Critics claim sudden end of initiative is premature and kits will become 'luxury'

The United Kingdom has said its decision to end free COVID-19 mass-testing in England was based on economics, with the cost of the huge number of kits used daily ultimately too much to sustain.

Since the fall of 2020, the government had made free tests available to anyone wanting to check their COVID-19 status, and continued to supply them until Friday, when Downing Street said the end of restrictions on people with COVID-19 made them largely redundant.

A spokesman for Prime Minister Boris Johnson told reporters the program was "simply unsustainable", with its 2-billion-pound ($2.6-billion) monthly bill picked up by taxpayers in the nation of 68 million.

Ironically, the end of free mass-testing came on the day the National Health Service added nine more symptoms-including shortness of breath and a runny or blocked nose-to the list of indicators of a possible COVID-19 infection, a move that would have led more people than ever to reach for a free test.

The prime minister's spokesman said people with symptoms who fear they may have COVID-19 can still limit their interactions even though they are no longer required by law to do so.

"I think anyone, even pre-COVID, would recognize, if they have symptoms of an infectious disease, something like flu, they should stay home and not infect their loved ones or colleagues," he said, adding vaccines, therapeutics, and "other approaches" mean far fewer people now require hospital treatment after becoming infected.

The end of free testing comes amid a surge in new infections that followed the end of all legal restrictions on interaction. The Office for National Statistics estimated 4.9 million people had COVID-19 in the UK as of March 26, the most since the pandemic began.

Critics said restrictions on movement and the end of free testing came too soon.

* _Work instruction_
In the article on free COVID-19 testing in England, what does the prime minister's spokesman name as reasons far fewer people now need hospital treatment after infection? Answer using only the article on free COVID-19 testing in England.

* _The data_
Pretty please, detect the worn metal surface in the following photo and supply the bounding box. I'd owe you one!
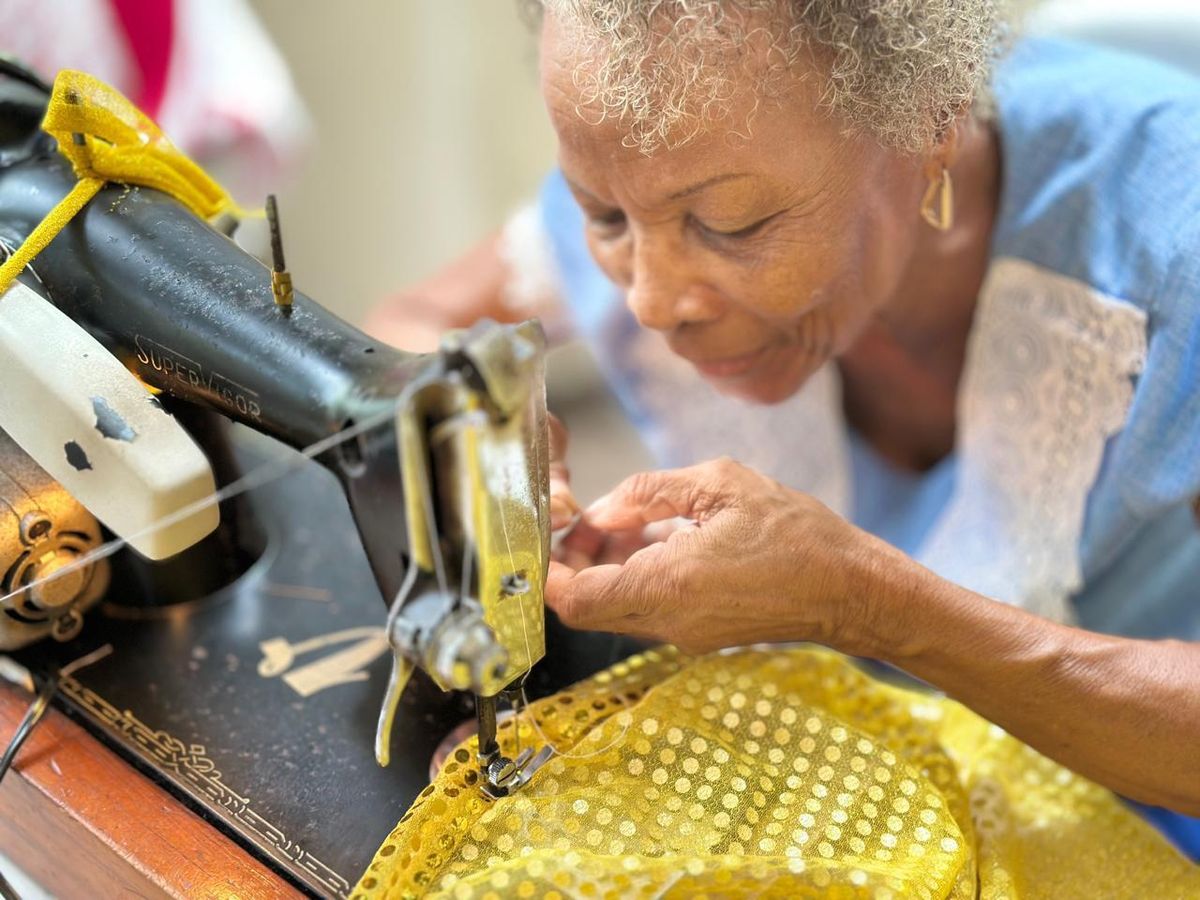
[14,432,635,895]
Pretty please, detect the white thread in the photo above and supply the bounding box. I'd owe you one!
[0,397,404,606]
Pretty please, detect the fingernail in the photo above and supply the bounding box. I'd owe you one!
[583,493,612,518]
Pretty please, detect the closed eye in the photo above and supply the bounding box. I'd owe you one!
[696,212,779,240]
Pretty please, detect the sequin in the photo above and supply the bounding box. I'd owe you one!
[353,648,1200,900]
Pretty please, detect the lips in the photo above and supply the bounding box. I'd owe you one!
[689,349,763,378]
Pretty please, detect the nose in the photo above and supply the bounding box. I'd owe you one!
[625,232,719,331]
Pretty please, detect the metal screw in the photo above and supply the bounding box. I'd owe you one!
[500,571,529,596]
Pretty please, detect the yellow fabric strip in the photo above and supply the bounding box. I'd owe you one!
[0,70,253,294]
[0,178,104,294]
[352,648,1200,900]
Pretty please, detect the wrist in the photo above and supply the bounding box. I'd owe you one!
[829,529,955,664]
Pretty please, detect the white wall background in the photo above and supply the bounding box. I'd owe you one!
[251,0,553,322]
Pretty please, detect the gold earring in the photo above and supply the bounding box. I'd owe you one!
[920,167,954,232]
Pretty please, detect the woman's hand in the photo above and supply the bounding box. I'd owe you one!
[546,460,902,652]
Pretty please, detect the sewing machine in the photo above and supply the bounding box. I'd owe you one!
[0,60,623,895]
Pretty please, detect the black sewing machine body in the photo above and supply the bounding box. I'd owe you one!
[0,66,631,895]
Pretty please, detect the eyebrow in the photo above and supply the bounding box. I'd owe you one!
[563,172,752,203]
[667,172,751,200]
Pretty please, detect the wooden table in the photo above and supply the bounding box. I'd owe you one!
[0,680,302,900]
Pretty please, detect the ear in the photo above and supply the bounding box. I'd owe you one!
[923,110,971,181]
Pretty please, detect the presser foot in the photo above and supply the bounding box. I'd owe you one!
[475,690,554,800]
[484,746,554,800]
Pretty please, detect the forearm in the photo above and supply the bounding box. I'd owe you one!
[838,548,1200,815]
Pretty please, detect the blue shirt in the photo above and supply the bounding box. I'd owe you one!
[541,40,1200,854]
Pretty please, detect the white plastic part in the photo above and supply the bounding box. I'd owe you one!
[0,282,220,559]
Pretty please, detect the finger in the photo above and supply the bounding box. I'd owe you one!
[550,489,583,532]
[583,463,736,532]
[595,528,649,565]
[546,562,635,631]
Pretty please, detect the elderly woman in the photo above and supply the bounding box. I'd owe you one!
[376,0,1200,859]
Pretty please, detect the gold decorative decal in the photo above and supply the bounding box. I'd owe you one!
[59,678,350,896]
[258,626,388,697]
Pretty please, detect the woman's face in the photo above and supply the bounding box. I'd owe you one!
[542,17,926,403]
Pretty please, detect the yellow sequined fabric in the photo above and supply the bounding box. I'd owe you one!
[354,649,1200,900]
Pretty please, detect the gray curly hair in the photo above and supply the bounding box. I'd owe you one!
[534,0,1019,154]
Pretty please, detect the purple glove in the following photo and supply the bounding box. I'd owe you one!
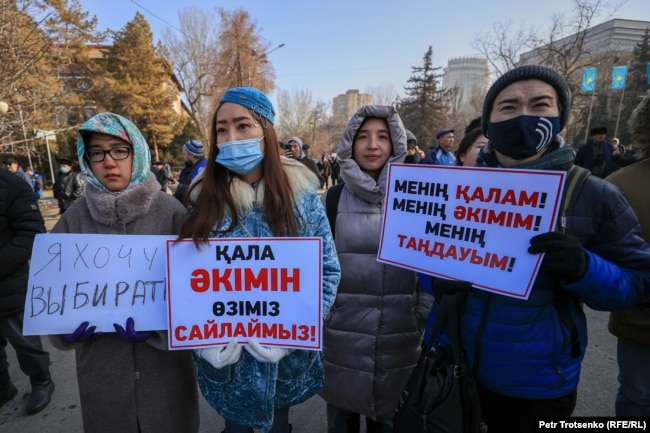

* _Response_
- Vaccines
- Therapeutics
- "Other approaches"